Source document:
————
Today has not been kind to me. On top of that demoralizing chat, I also randomly did super poorly on what should have been an easy stats test, and am still being harassed by my school's vaccination people for supposedly being non-compliant. :'( All this stress is making it hard to study for my End of Block exam on Thursday.
I focused completely on UW during the year but when I did the NBMEs, I found I was getting some of the easy questions that required straight recall wrong and all the hard questions right. So, I switched to kaplan and rx instead of doing UW 2nd time to get all those small things. Hopefully, my mind can still work through the complex UW like questions with my exam in a week . Man , why do their NBMEs have to be so different to what they test on the real exam
I suppose what I was getting at was that - for me anyway - there always seems to be a question or two that I approach from the wrong perspective and will misinterpret no matter how many times I read it. Those questions where after you read the explanation on UWorld, you just think "damn I knew that but that's just not where the question was leading me". Like, you see the question and are certain you know the answer so you don't necessarily second-guess yourself. There's bound to be a couple of those in a 280 question exam - we can't really know the frequency of this since nobody gets to review their exam. Perhaps others don't have this problem.
Regarding really high scores, I suppose in theory you could just study the crap out of everything including the "WTF" questions that seem to really differentiate the 265 from the 270+. But if I had to guess (and I have no evidence for this), I'd wager that the people who get those questions right just guess better due to testing ability, rather than having seen the material from excessively studying the minutiae and getting lucky. I'm sure either is possible.
Is there any consensus about which NBME is the best to take first, before starting dedicated?
I would strongly disagree. I think beyond ~264 is where luck starts coming into play. My evidence for this is all those IMGs you read about who study like crazy for 2 years and score in the 260s. For the vast majority, it's unrealistic because they're not willing to put in the sacrifice it takes to get there. It's the people who study like they're in dedicated for a year straight who could take Step 1 ten times and get 260s on every form. Most students can't even fathom that amount of sacrifice. I know it's an unpopular opinion, but I think it's the truth.
————
What this exercise asks:
1. In the study forum posts, on what day is the End of Block exam?
2. Continue the study forum posts after their last sentence.
The lines after this have nothing to do with the study forum posts.
————
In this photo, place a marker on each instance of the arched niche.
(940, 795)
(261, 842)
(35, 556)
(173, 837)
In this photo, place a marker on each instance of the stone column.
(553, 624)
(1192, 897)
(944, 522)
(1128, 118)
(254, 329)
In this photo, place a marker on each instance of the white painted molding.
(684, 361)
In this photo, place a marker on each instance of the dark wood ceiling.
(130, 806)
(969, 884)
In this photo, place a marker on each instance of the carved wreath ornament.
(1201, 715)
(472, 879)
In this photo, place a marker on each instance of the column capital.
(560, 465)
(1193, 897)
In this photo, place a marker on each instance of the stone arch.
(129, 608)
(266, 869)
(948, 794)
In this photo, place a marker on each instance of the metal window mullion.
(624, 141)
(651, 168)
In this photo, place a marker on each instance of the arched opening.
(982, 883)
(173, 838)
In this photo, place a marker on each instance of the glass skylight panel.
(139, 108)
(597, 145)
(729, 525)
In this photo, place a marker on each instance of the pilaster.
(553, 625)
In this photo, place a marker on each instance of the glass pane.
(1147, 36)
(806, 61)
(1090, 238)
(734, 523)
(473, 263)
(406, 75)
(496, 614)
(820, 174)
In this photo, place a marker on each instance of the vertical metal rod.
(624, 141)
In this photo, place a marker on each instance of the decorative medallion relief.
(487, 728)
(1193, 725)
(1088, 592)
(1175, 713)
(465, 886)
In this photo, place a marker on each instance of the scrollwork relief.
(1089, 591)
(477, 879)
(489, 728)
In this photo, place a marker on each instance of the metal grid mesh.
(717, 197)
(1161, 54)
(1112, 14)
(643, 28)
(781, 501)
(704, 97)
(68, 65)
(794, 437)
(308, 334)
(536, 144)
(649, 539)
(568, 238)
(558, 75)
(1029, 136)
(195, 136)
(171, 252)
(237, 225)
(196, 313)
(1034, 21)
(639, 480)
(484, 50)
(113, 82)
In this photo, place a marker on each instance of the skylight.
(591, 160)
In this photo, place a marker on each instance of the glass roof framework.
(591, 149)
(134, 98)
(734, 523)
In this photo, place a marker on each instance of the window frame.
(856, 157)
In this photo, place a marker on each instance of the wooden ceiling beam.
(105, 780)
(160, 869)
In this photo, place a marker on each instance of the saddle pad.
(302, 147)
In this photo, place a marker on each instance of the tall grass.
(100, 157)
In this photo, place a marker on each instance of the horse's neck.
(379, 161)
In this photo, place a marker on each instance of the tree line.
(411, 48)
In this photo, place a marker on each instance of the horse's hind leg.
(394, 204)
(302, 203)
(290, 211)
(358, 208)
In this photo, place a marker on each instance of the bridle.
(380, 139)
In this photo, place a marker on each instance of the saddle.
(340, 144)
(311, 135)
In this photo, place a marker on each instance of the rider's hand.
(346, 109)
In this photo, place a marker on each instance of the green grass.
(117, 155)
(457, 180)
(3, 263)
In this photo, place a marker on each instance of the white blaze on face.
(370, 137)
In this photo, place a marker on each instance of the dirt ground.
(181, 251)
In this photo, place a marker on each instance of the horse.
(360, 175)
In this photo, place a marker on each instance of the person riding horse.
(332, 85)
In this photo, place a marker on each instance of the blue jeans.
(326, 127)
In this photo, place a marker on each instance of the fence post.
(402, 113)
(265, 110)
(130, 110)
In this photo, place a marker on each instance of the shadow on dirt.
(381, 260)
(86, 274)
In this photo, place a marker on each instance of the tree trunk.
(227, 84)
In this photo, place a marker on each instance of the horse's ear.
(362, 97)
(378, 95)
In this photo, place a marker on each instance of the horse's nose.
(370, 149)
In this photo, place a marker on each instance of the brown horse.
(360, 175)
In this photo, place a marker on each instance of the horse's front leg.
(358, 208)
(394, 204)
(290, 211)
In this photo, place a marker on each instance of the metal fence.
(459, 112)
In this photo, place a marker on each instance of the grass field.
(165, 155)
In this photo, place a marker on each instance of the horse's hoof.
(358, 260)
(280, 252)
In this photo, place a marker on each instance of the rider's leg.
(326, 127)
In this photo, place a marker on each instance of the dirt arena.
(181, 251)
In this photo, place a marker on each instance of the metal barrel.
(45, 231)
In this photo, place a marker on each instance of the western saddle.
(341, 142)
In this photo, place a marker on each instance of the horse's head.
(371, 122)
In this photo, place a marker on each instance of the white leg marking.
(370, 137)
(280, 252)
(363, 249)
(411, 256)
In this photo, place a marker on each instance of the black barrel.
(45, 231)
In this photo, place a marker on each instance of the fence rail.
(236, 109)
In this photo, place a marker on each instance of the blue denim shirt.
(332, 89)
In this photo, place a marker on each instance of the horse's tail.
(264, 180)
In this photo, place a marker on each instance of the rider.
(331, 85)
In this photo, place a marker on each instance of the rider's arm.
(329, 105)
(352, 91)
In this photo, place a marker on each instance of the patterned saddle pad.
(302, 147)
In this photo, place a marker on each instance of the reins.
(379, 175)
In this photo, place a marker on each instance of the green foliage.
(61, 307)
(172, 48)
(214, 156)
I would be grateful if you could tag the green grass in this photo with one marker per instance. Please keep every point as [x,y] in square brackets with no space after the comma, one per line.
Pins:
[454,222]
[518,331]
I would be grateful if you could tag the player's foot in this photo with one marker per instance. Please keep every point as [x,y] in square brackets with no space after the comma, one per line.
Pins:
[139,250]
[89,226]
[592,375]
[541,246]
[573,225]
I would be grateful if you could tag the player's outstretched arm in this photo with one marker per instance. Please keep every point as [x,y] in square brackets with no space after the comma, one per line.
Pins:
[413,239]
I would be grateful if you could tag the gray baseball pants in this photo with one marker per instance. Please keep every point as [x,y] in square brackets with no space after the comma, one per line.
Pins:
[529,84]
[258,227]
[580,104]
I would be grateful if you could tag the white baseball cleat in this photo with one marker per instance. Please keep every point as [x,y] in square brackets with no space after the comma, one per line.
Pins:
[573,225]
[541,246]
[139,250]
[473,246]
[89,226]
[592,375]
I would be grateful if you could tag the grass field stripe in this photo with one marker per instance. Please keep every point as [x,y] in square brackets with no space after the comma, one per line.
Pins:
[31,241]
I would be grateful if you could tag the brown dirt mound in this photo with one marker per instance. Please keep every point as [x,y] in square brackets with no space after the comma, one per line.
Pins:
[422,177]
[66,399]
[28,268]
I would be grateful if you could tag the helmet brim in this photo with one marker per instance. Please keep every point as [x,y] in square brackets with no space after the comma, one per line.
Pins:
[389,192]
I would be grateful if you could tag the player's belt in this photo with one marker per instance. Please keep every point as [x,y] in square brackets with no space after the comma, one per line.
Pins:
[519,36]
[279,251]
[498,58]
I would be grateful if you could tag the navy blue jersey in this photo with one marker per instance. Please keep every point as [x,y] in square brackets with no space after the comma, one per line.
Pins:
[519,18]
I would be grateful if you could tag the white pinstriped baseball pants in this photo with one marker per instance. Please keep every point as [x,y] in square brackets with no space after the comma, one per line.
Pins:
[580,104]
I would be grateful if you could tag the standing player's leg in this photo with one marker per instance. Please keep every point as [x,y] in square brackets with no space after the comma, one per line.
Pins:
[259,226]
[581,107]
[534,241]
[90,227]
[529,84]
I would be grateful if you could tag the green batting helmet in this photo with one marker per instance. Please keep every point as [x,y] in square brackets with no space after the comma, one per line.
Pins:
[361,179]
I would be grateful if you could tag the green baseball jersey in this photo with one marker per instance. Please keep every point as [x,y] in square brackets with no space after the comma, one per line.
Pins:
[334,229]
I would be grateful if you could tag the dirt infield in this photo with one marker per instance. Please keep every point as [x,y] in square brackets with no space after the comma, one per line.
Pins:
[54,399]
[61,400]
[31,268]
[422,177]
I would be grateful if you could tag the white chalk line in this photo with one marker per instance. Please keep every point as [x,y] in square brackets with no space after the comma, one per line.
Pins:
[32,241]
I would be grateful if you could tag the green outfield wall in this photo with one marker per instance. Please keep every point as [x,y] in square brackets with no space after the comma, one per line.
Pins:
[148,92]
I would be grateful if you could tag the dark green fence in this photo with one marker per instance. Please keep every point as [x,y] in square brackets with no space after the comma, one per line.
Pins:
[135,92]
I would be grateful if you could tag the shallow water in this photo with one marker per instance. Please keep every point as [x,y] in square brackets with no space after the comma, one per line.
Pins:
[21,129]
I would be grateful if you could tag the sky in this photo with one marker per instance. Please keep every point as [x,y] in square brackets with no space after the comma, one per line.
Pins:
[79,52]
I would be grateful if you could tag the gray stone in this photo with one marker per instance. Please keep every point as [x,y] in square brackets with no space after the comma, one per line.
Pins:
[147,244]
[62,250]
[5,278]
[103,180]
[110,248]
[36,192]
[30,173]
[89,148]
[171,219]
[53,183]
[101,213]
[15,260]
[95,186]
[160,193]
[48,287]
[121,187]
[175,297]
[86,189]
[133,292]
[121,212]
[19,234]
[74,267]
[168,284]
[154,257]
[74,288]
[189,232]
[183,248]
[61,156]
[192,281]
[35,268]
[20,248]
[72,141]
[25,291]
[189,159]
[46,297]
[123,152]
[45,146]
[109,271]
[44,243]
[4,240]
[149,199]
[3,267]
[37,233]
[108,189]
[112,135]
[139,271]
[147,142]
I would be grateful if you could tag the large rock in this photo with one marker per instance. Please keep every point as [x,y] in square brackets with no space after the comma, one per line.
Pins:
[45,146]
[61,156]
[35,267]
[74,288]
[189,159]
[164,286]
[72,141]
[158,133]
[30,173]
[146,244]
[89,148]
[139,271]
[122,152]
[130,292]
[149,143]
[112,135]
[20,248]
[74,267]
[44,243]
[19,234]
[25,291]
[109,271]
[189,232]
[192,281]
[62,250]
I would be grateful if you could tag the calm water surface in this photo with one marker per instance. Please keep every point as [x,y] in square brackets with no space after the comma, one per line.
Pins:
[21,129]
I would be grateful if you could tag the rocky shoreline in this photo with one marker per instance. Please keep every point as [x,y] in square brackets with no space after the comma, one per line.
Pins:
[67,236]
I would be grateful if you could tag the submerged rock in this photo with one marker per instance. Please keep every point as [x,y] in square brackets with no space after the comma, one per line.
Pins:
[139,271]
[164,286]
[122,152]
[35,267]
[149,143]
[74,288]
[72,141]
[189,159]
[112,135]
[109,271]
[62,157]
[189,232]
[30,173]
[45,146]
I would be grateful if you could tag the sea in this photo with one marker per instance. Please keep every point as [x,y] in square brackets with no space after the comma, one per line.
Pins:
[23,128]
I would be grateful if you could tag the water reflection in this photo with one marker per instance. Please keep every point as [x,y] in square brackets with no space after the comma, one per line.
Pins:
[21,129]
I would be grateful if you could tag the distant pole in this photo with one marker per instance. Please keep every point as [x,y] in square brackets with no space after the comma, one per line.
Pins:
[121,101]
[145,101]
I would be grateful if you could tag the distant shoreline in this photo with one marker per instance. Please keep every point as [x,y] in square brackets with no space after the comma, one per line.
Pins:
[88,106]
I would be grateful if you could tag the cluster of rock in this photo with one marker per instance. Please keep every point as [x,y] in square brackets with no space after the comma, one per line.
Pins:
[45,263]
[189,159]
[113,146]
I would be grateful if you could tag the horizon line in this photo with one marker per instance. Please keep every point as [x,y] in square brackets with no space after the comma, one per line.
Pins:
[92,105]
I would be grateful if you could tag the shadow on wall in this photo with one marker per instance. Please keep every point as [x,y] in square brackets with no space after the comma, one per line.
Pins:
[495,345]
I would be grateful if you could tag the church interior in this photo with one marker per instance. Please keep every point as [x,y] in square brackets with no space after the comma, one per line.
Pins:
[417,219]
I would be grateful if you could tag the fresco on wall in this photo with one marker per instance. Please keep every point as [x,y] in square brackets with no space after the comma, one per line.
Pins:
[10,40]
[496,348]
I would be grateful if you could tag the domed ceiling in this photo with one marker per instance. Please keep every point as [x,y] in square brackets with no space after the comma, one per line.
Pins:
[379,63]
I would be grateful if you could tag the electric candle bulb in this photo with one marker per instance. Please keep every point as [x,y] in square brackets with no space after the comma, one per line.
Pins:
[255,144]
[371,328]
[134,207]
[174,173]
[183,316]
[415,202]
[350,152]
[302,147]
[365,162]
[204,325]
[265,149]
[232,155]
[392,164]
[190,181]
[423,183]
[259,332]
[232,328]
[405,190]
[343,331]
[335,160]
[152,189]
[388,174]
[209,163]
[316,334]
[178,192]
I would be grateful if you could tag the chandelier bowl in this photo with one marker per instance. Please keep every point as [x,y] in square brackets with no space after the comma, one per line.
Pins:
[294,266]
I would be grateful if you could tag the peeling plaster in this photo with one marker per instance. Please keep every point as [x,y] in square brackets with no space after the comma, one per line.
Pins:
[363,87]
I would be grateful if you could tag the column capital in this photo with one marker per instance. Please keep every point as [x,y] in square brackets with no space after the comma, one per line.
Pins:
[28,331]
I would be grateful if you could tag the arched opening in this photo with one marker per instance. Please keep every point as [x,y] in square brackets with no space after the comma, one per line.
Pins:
————
Task-by-task outputs:
1. Thursday.

2.
We're all waiting for your 265+ performance! When you take a NBME tell us what you get.
anyone know where in Zanki are the cards for Joint pathoma video? its not in MSK deck
Yes... with the caveat that sometimes it is really difficult to figure out what they are asking due to the poor writing of the questions. So maybe take a few % away from those IMO. I'm sure people will disagree, but I thought they could be more clear in what they were looking for in their actual question. I'm sure a 98% is pushing 280, but I have absolutely nothing to back up that claim lol.
Good luck @Pepe18 !!
I think if you miss 5 questions (98%) on the whole exam you are probably up at like 285-290, uncharted territory. I have scoured these forums trying to find a conversion for percentages for the high-end scores, and it's really all over the place. If I had to make a guess, it seems very very roughly like on the real exam-
95%+ correct -----> 270s
90%+ correct ------>260s
Of course this depends a lot on how hard the form was and if the ones you missed were experimental or whatnot.
I got 220 on NBME 17 one day. Then after one day’s gap, I got exactly 220 again on UWSA1.
Is this even possible? Aren’t UWSAs suppose to overpredict? After having done first pass of UW (which was system based btw), I found UWSA1 extremely hard! Specially since I had been focusing more on NBMEs recently and we all know they’re cakes.